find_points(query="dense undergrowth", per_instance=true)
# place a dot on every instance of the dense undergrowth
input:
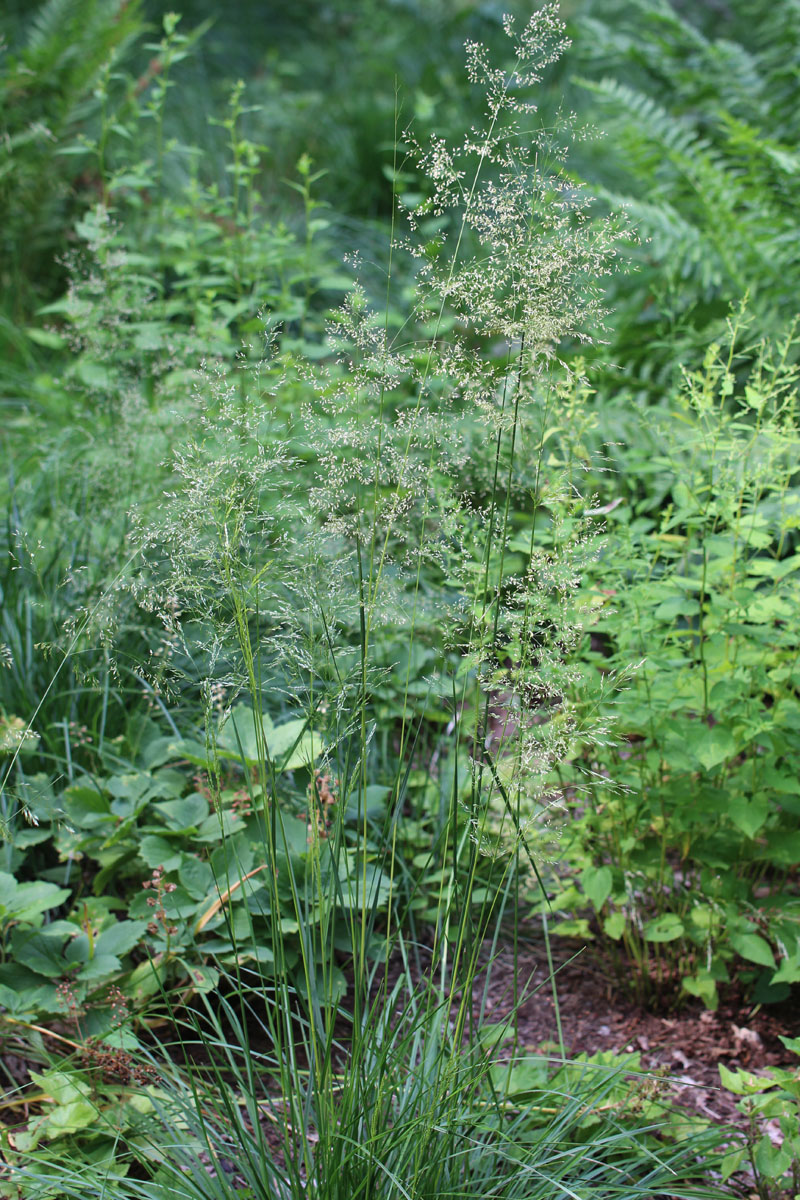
(358, 616)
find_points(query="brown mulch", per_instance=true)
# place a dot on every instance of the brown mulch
(687, 1045)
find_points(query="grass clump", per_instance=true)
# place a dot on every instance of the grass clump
(366, 575)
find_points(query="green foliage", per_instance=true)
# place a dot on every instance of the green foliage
(54, 73)
(699, 147)
(687, 856)
(770, 1103)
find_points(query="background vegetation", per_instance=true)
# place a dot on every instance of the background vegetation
(374, 593)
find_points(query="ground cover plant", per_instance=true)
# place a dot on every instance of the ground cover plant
(326, 676)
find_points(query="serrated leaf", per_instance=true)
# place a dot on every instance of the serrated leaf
(121, 937)
(663, 929)
(753, 948)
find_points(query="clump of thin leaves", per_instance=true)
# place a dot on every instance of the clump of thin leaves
(404, 493)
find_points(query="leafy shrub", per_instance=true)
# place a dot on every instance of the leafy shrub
(771, 1153)
(689, 856)
(699, 147)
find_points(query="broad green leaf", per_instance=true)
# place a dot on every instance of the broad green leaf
(34, 899)
(197, 877)
(71, 1119)
(160, 852)
(62, 1086)
(749, 815)
(710, 747)
(663, 929)
(182, 815)
(289, 745)
(614, 925)
(42, 954)
(773, 1162)
(704, 988)
(101, 966)
(753, 948)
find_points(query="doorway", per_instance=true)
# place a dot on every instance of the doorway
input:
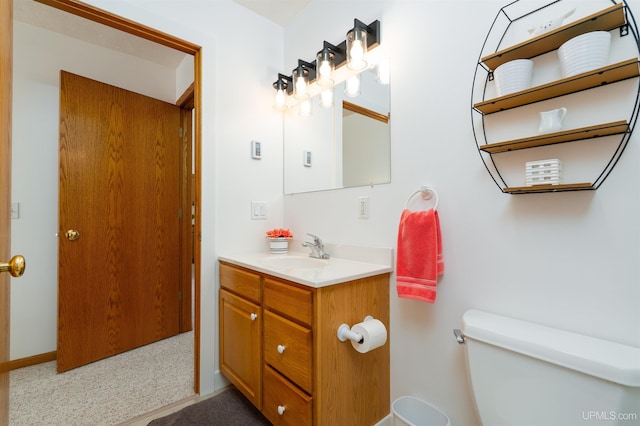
(105, 18)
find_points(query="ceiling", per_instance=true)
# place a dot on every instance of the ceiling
(50, 18)
(31, 12)
(279, 11)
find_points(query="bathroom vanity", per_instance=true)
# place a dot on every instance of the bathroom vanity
(279, 317)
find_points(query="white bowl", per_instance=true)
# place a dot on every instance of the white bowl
(584, 53)
(513, 76)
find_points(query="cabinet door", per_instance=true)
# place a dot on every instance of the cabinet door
(240, 345)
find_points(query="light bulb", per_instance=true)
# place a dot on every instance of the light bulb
(301, 87)
(356, 49)
(279, 104)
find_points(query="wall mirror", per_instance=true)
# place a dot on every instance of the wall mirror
(345, 145)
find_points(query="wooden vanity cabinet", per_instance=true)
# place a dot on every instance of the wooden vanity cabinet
(240, 321)
(310, 377)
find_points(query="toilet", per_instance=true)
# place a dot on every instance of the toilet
(527, 374)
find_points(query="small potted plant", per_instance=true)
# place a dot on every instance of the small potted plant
(279, 240)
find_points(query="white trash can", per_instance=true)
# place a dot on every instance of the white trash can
(411, 411)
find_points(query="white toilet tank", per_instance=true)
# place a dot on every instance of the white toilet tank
(526, 374)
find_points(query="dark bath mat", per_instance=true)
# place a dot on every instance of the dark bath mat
(229, 408)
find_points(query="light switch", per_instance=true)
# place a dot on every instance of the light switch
(258, 210)
(15, 210)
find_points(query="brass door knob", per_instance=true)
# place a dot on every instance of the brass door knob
(72, 235)
(15, 267)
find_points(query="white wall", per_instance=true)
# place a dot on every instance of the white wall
(568, 260)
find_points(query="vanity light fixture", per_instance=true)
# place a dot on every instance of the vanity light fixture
(328, 69)
(282, 86)
(302, 75)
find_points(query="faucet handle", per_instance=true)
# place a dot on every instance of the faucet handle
(316, 239)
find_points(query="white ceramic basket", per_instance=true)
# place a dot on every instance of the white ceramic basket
(543, 172)
(584, 53)
(513, 76)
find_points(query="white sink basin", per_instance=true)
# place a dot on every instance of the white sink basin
(295, 262)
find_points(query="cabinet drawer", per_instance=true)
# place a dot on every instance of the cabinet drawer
(241, 282)
(295, 405)
(289, 300)
(287, 348)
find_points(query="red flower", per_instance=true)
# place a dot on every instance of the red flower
(279, 233)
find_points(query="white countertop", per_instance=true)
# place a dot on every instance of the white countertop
(324, 272)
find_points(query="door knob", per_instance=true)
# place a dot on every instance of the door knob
(72, 235)
(15, 267)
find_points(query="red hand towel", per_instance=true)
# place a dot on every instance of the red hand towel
(419, 255)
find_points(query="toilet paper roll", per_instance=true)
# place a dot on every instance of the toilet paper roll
(374, 335)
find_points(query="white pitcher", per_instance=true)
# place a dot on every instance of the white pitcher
(551, 121)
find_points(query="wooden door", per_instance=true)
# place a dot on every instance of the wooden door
(6, 40)
(119, 189)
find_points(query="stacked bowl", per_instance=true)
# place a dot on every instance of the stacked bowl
(513, 76)
(584, 53)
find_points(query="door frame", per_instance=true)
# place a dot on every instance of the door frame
(6, 84)
(117, 22)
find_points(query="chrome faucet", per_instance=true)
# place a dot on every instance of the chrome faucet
(317, 247)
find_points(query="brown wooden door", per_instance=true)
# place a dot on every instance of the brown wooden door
(6, 23)
(119, 189)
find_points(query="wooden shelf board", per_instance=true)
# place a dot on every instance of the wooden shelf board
(590, 132)
(549, 188)
(587, 80)
(604, 20)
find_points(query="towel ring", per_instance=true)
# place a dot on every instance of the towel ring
(427, 193)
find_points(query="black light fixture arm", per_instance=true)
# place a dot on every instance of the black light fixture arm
(284, 82)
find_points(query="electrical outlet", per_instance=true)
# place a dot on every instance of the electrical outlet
(363, 208)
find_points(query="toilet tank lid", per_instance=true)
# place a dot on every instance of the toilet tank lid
(600, 358)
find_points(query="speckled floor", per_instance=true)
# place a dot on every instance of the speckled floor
(106, 392)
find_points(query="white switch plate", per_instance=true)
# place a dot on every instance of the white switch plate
(363, 207)
(15, 210)
(258, 210)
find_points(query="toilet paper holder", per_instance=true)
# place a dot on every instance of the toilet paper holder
(345, 333)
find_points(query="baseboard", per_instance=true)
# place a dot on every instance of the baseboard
(387, 421)
(32, 360)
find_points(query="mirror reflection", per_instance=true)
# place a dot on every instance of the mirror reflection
(344, 145)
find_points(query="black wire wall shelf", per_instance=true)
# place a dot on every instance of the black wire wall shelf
(608, 19)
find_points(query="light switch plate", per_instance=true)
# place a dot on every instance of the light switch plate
(15, 210)
(258, 210)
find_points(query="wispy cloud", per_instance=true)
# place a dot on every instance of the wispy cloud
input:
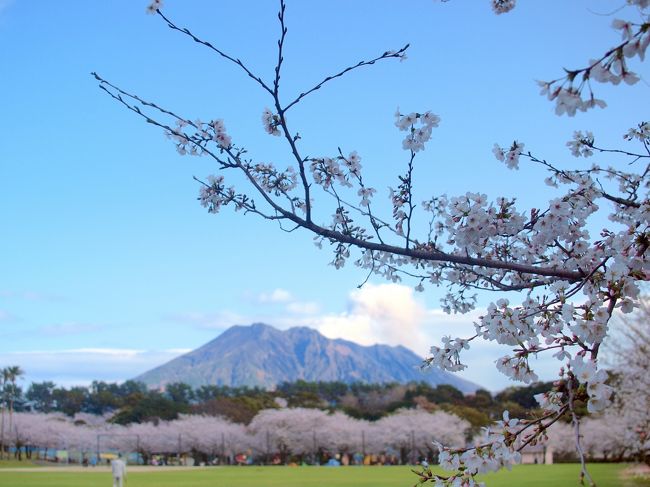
(73, 328)
(275, 296)
(29, 295)
(83, 365)
(213, 321)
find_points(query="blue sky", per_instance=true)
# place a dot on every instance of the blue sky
(108, 264)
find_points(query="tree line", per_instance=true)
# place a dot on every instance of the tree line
(132, 402)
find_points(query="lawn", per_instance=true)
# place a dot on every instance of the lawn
(606, 475)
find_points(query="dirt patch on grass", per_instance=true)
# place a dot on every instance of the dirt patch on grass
(77, 468)
(637, 475)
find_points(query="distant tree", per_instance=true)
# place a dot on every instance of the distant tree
(569, 283)
(179, 393)
(152, 406)
(10, 395)
(41, 395)
(629, 353)
(412, 432)
(70, 401)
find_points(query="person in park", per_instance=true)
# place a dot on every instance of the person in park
(118, 468)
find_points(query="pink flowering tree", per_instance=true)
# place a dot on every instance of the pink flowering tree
(558, 284)
(416, 432)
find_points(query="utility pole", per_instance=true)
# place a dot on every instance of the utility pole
(412, 447)
(178, 454)
(223, 447)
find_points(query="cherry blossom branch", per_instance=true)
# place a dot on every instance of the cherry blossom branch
(207, 44)
(399, 54)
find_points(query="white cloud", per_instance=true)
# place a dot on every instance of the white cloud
(72, 328)
(388, 314)
(303, 308)
(80, 366)
(275, 296)
(385, 313)
(213, 321)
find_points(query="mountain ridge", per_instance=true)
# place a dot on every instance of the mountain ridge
(261, 355)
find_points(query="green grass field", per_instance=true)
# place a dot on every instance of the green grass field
(606, 475)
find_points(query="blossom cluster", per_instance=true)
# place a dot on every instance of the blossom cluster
(503, 6)
(271, 122)
(154, 6)
(586, 372)
(204, 133)
(498, 451)
(611, 68)
(511, 156)
(419, 127)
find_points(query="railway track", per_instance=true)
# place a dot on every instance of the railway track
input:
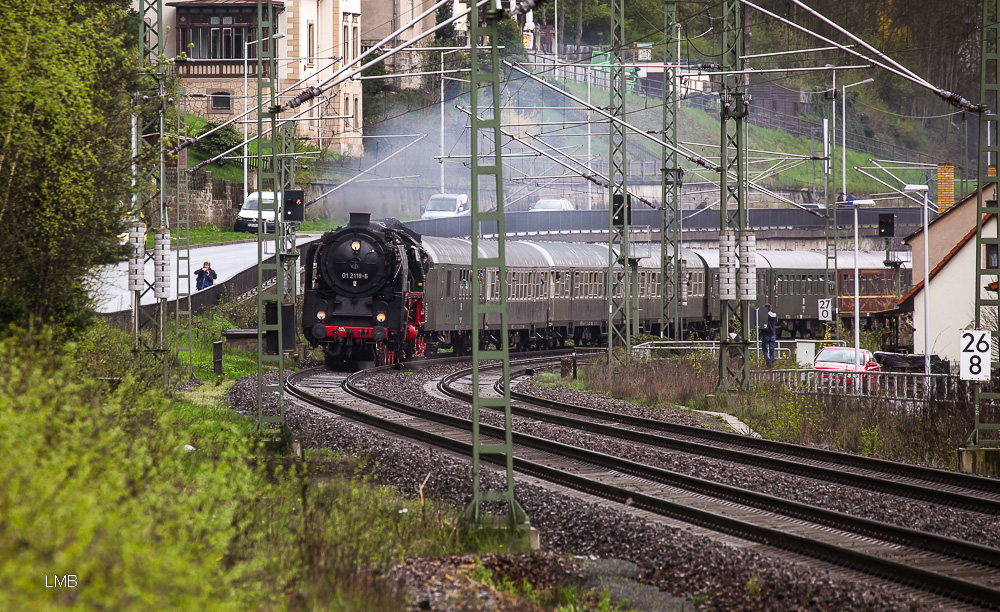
(964, 491)
(957, 570)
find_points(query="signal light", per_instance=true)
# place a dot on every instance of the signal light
(295, 209)
(886, 223)
(620, 219)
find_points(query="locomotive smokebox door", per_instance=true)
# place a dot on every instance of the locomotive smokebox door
(886, 225)
(295, 209)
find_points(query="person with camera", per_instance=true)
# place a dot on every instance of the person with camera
(768, 335)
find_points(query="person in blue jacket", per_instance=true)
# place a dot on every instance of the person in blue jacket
(206, 276)
(768, 335)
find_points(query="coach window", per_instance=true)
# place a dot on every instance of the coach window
(698, 283)
(464, 289)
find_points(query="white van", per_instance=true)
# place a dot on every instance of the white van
(246, 219)
(552, 204)
(442, 205)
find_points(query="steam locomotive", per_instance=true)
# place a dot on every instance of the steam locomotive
(377, 291)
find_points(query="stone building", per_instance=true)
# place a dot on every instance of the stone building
(313, 40)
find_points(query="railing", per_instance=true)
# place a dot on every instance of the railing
(899, 386)
(645, 351)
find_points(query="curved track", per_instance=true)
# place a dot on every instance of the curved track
(954, 569)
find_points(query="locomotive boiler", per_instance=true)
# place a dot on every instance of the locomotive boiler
(364, 295)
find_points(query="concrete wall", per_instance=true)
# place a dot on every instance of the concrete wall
(210, 200)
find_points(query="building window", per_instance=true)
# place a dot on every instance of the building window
(218, 33)
(221, 100)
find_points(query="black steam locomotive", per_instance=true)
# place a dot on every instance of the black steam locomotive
(376, 291)
(364, 295)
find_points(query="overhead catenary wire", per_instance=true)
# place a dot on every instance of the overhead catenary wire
(889, 64)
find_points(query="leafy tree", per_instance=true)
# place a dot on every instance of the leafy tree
(446, 35)
(65, 73)
(218, 142)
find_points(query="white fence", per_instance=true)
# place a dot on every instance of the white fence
(650, 350)
(903, 386)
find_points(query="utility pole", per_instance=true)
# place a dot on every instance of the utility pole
(671, 260)
(489, 310)
(619, 287)
(148, 124)
(737, 252)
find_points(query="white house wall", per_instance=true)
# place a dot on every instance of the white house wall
(952, 302)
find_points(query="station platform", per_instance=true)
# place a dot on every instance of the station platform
(109, 284)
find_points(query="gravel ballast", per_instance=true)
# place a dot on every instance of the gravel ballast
(686, 565)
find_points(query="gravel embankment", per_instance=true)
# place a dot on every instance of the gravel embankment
(674, 560)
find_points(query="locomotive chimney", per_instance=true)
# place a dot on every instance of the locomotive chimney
(360, 220)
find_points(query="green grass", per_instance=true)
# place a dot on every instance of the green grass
(169, 502)
(871, 425)
(702, 126)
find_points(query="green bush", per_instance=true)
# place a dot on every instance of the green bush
(98, 484)
(218, 142)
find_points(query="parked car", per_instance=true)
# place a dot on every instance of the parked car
(842, 359)
(246, 219)
(442, 205)
(552, 204)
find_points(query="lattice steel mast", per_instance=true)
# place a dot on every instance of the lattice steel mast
(671, 261)
(148, 183)
(184, 340)
(986, 427)
(618, 285)
(488, 310)
(733, 305)
(269, 296)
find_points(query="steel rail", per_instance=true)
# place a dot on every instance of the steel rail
(925, 580)
(902, 470)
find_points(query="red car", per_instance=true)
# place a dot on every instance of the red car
(841, 359)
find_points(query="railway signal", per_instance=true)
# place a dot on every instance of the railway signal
(886, 225)
(295, 205)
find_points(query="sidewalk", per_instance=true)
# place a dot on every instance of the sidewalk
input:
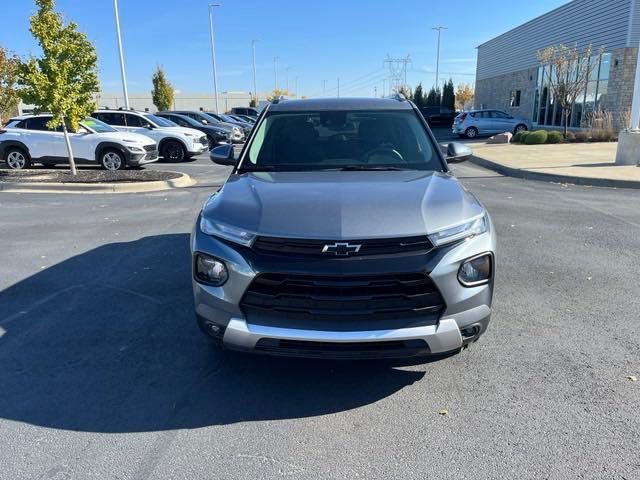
(581, 163)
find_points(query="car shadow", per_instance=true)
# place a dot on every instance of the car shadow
(106, 341)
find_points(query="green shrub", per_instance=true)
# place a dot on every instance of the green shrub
(554, 137)
(537, 137)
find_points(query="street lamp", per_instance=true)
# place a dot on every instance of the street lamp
(275, 72)
(255, 85)
(439, 28)
(213, 52)
(122, 72)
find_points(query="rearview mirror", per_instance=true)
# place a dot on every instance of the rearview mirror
(223, 155)
(458, 152)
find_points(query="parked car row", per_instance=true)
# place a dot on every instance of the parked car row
(116, 139)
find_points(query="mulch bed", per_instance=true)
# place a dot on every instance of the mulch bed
(85, 176)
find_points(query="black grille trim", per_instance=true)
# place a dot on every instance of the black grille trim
(350, 302)
(311, 247)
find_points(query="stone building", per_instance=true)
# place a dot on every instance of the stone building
(508, 76)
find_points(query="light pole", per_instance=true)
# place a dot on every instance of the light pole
(286, 73)
(213, 52)
(439, 28)
(255, 85)
(122, 72)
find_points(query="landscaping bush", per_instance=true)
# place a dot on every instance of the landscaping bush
(554, 137)
(537, 137)
(517, 138)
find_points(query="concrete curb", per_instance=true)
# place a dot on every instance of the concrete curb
(92, 188)
(551, 177)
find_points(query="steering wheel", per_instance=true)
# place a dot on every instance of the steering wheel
(387, 149)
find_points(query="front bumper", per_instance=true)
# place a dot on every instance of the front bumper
(465, 318)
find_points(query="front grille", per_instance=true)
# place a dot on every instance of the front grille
(384, 246)
(345, 350)
(345, 301)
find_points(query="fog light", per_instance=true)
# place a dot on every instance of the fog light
(476, 271)
(210, 270)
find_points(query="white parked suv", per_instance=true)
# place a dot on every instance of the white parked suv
(28, 139)
(175, 143)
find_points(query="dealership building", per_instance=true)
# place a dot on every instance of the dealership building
(509, 77)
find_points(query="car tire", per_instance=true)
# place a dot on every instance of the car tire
(174, 151)
(17, 159)
(112, 159)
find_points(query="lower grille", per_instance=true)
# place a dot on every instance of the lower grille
(347, 302)
(309, 247)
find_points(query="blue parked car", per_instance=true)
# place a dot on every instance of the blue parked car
(488, 122)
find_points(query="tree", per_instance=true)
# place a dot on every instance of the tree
(433, 97)
(448, 95)
(418, 96)
(567, 71)
(162, 93)
(464, 95)
(64, 79)
(9, 99)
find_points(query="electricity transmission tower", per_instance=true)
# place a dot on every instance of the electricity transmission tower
(397, 72)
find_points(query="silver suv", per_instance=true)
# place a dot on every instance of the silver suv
(341, 232)
(487, 122)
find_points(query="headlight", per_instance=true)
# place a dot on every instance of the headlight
(476, 271)
(459, 232)
(210, 270)
(227, 232)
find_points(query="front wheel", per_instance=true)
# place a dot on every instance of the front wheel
(17, 159)
(174, 151)
(112, 160)
(471, 132)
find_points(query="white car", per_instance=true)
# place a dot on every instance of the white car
(175, 143)
(27, 139)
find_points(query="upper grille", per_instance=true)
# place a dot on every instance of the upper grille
(383, 246)
(341, 299)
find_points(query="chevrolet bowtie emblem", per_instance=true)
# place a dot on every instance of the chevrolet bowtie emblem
(341, 249)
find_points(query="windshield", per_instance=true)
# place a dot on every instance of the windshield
(159, 121)
(96, 125)
(376, 140)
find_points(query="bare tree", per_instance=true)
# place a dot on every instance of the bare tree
(567, 72)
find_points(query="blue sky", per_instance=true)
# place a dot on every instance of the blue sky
(319, 40)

· · ·

▶ **Set task**: Please convert the lines from the very first one through the line holding "(770, 1103)", both ends included, into a numbered list that skips blank lines and leaves out the pictures.

▶ **Task solution**:
1. find_points(query="dense undergrowth", per_instance=true)
2. # place a dot on every instance of the dense undergrowth
3. input:
4. (358, 616)
5. find_points(query="brown mulch", per_instance=true)
6. # place a dot on every instance of the brown mulch
7. (687, 1045)
8. find_points(query="grass clump", per_instance=true)
9. # place a dot on every instance of the grass clump
10. (366, 575)
11. find_points(query="green foliage", per_instance=true)
12. # place a dot on every instance of the green foliage
13. (54, 73)
14. (699, 147)
15. (687, 856)
16. (770, 1103)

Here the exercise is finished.